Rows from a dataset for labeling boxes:
- - -

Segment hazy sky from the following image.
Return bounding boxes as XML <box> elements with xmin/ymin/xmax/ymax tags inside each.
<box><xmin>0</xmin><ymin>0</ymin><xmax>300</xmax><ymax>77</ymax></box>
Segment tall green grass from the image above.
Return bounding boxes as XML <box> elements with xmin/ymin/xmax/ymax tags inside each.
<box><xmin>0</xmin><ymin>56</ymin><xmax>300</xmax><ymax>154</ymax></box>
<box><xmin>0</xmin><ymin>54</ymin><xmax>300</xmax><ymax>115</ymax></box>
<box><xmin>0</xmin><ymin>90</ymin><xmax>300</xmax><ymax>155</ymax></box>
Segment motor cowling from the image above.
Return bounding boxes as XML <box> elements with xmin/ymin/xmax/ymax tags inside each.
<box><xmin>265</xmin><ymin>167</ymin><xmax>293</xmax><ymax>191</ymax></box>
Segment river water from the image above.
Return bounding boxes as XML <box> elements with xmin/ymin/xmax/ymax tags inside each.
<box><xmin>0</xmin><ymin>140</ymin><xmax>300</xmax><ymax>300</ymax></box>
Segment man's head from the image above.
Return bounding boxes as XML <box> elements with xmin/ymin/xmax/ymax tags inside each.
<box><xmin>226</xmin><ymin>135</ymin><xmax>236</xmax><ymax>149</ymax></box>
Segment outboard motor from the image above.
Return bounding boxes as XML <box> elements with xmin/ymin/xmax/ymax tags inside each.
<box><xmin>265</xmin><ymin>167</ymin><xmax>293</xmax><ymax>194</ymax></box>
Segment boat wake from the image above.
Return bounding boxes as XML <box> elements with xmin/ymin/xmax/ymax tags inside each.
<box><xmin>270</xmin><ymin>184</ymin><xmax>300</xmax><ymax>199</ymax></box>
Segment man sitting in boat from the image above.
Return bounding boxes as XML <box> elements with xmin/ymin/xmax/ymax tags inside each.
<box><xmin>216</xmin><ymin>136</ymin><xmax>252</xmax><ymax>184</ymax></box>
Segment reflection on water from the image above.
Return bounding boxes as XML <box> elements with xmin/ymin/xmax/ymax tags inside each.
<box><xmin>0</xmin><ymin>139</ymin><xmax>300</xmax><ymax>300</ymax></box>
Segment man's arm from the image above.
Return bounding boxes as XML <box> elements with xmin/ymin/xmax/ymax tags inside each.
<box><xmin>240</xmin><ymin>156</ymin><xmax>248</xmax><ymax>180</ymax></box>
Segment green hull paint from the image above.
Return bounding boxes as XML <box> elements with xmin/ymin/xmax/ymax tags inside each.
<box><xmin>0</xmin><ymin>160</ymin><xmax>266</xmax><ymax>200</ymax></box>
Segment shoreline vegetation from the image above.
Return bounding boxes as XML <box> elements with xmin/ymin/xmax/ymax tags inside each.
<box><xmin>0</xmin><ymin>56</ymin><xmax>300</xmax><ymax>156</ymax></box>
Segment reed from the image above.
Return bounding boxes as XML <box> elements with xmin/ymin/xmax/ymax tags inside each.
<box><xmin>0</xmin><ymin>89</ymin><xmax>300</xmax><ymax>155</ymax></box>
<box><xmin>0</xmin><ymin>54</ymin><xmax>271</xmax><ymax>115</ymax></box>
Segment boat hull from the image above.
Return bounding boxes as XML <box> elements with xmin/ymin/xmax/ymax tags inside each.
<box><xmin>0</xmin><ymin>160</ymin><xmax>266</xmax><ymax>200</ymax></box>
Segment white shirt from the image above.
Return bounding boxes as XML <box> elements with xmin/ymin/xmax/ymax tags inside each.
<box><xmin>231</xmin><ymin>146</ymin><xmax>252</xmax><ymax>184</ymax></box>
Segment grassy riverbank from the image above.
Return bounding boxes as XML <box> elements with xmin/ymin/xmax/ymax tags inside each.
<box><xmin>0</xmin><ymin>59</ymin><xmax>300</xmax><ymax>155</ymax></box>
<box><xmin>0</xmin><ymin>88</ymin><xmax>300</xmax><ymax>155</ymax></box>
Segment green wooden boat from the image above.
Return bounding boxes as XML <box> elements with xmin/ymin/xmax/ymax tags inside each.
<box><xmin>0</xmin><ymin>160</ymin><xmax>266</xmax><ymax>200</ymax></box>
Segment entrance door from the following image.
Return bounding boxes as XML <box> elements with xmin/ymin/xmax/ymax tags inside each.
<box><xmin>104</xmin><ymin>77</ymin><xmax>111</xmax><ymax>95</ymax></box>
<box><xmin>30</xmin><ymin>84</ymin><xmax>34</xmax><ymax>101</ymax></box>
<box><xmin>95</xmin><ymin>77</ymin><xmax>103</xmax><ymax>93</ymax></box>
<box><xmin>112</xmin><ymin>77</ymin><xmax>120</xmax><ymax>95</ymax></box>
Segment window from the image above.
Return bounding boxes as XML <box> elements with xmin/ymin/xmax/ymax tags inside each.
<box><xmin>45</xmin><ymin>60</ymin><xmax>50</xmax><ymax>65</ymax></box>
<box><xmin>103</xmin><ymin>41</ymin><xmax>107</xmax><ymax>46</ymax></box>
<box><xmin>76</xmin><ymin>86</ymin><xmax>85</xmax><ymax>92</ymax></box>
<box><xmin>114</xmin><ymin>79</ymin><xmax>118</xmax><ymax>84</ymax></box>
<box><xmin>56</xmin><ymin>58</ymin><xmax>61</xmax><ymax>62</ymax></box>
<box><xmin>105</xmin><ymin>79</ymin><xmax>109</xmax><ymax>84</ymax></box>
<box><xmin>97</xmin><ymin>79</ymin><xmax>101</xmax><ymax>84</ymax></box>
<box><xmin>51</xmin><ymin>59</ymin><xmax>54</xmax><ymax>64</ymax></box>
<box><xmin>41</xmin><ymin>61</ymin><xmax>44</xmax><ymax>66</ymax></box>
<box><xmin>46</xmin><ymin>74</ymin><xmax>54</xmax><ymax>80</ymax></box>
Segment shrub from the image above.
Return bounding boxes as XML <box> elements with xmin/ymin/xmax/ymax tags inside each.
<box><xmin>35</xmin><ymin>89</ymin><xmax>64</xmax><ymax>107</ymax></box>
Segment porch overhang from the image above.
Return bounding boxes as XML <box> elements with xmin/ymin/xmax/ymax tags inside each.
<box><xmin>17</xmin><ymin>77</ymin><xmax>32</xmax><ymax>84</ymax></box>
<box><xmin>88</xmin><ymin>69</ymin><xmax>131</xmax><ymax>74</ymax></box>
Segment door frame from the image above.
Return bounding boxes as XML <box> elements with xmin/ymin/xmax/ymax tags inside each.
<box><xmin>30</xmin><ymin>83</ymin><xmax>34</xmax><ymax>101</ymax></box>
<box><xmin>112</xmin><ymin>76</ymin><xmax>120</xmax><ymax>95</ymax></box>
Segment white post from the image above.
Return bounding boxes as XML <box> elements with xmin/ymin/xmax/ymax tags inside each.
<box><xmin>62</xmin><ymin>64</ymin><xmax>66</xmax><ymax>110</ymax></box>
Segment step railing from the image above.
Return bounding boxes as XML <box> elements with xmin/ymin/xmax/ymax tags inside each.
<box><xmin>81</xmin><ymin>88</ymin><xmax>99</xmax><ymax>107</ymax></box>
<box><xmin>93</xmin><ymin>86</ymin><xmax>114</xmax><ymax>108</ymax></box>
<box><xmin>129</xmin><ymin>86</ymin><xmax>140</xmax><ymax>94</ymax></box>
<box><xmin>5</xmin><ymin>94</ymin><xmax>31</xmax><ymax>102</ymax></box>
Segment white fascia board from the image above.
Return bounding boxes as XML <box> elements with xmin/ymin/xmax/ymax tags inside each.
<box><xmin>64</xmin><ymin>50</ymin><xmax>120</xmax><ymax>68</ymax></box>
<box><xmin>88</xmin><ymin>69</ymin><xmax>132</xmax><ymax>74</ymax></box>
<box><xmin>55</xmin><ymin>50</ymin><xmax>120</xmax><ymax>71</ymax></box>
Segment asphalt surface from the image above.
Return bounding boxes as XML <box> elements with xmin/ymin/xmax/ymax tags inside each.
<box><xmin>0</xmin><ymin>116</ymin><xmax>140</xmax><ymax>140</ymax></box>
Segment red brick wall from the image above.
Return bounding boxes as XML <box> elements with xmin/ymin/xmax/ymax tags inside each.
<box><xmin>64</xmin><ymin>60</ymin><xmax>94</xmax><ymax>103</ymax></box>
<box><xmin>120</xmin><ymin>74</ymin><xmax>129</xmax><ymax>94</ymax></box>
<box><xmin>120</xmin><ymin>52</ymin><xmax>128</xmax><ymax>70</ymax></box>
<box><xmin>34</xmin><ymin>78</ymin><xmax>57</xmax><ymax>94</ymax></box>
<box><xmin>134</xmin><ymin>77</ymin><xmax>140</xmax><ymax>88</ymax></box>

- - -

→ **SET TASK**
List every line in the rows above that contains the word "white". Case counts.

→ **ANSWER TO THE EXERCISE**
Segment white shirt from the image above.
Segment white post from the image above.
Segment white fascia board from the image above.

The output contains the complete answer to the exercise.